◆ **Exercise task**
Restate every line of the material, word for word.

Dataset items
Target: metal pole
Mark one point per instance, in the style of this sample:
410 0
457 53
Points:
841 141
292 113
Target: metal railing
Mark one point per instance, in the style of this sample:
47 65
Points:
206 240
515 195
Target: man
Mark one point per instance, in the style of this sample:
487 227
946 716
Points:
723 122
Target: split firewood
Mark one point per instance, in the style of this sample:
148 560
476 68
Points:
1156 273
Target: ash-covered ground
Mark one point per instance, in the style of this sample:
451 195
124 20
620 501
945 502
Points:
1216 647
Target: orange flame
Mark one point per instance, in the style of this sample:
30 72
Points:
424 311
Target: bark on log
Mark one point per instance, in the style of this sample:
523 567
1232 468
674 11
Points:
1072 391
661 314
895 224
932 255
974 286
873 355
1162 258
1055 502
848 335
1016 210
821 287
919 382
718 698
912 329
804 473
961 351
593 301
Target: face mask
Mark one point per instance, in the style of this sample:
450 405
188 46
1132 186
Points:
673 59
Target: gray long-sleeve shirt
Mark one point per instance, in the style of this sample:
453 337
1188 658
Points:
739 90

◆ **Final result**
Target: metal pole
Mark one point per instance, in the style of this sample:
410 0
457 53
Points:
841 141
292 113
Target: metal railing
Mark one point per instance, in the style of this sample:
47 65
Points:
206 240
515 195
Target: man
Mark one point per instance, in the style of this sample:
487 227
946 716
Points:
723 122
Target: split firewood
Mark one point per instance, in the style of this sample:
148 560
476 68
Points:
1156 273
Target: ash-covered ground
Mark one point per instance, in the style of this sample:
451 195
124 20
620 501
945 502
Points:
1216 647
Target: orange flame
Mark one point per instance, in the style of this sample:
30 72
Points:
424 311
Target: bark on log
Mark one point per instance, in the style of this sample:
523 567
1232 468
674 11
Points:
1072 391
661 314
895 224
932 255
974 286
873 355
1162 258
1055 502
848 335
1016 210
821 287
919 382
718 698
912 329
804 473
961 351
593 301
Target: face mask
Mark one point per instance, in the style of this sample:
450 405
188 46
1132 186
Points:
673 59
Target: gray long-sleeve shirt
Mark one point per instance, in the style of this sample:
453 337
1188 658
Points:
739 90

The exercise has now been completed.